··· TEXT UNDER STUDY ···
A substantial proportion of rare diseases, estimated to be between 70 and 80 percent, are classified as genetic disorders. These disorders arise from the presence of one (dominant) or two (recessive) genetic variants, known as pathogenic variants, which are responsible for the individual developing the disease. When an individual carries a dominant variant or two recessive variants, it leads to the development of the disease due to changes in homeostasis that affect the individual's physiology. These variants are highly penetrant, meaning they consistently lead to pathophysiological alterations that produce variable clinical manifestations, symptoms, and signs of the disease. Understanding this underlying pathogenic genetic variation is crucial, as it explains the cause of the disease and plays a crucial role in the medical management of people living with a rare disease (PLWRD).

The genetic variant serves as a fundamental biomarker for disease management, while the gene becomes the molecular target for treatment and therapeutic research focused on the underlying pathophysiological process of the disease. What does this mean, and how does it apply to the entire continuum of illness and medical care for PLWRD?

Here are some key elements to consider:

(a) When diagnosing a patient whose clinical presentation and history suggest a rare disease, especially if a genetic basis is suspected, it is crucial to identify the pathogenic genetic variant(s) that cause the disease. This identification provides a definitive etiological diagnosis. Genomic analysis, supported when necessary by multi-omics approaches, can facilitate this process.

Next-generation DNA sequencing (DNA-seq), whether short or long reads, of the exome or genome, combined with RNA-seq and methylation profiles related to neurodevelopmental genetic syndromes (DNAm), enables diagnostic rates of approximately 50 percent of patients. As new biological insights and multi-omics knowledge continue to grow, this rate is expected to increase.

(b) Genes and the biological and biochemical pathways they participate in are therapeutic targets. This allows for the development of new genetic or pharmacological treatments aimed at specific targets. Notable examples include antisense oligonucleotide therapy and gene therapy for spinal muscular atrophy and drug repurposing strategies for Menkes disease.

(c) In reproductive medicine, studying genetic variants enables secondary prevention of having children affected by serious rare diseases. For couples with a family history of a rare monogenic or Mendelian disease, particularly those that manifest in childhood, pre-implantation genetic diagnosis or prenatal diagnosis of the pathogenic variant can be offered. The last can be done using fetal DNA obtained through chorionic villus sampling or amniocentesis. Currently, the analysis of circulating fetal DNA in maternal blood is primarily applied to identify chromosomal and genomic syndromes.

Additionally, there has been a rise in studies utilizing genomic analysis in newborn screenings, complementing traditional biochemical methods. This is particularly beneficial for rare diseases that lack biochemical, endocrinological, hematological or immunological markers, as genomic variant analysis may be the only available biomarker for many conditions. For recessive diseases, whether autosomal or X-linked, systematic screening of carriers in the general population can facilitate primary prevention.

(d) Finally, the availability of the genetic variant(s) in a patient and his/her family, along with family history, allows for more accurate and targeted genetic counseling. This genetic counseling helps people understand and adapt to the medical, psychological and familial implications of genetic contributions to disease. It includes assessing the chance of disease occurrence or recurrence, education about inheritance, testing, management, prevention, resources and research and counseling to promote informed choices and adaptation to the risk or condition.

We are exploring how understanding the mechanisms by which individuals develop illnesses can be leveraged to support people living with a rare disease. This offers hope for patients and their families, and has the potential to significantly improve their lives.
··· SOURCE DATA ···
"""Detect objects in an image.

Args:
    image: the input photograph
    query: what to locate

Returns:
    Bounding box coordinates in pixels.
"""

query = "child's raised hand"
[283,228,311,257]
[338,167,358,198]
···
EXERCISE DIRECTIONS -
Revise the passage on rare genetic diseases, starting with "A substantial proportion" and going on through "rare disease (PLWRD).", so that "strongly penetrant" takes the place of "highly penetrant".

ANSWER BOX -
A substantial proportion of rare diseases, estimated to be between 70 and 80 percent, are classified as genetic disorders. These disorders arise from the presence of one (dominant) or two (recessive) genetic variants, known as pathogenic variants, which are responsible for the individual developing the disease. When an individual carries a dominant variant or two recessive variants, it leads to the development of the disease due to changes in homeostasis that affect the individual's physiology. These variants are strongly penetrant, meaning they consistently lead to pathophysiological alterations that produce variable clinical manifestations, symptoms, and signs of the disease. Understanding this underlying pathogenic genetic variation is crucial, as it explains the cause of the disease and plays a crucial role in the medical management of people living with a rare disease (PLWRD).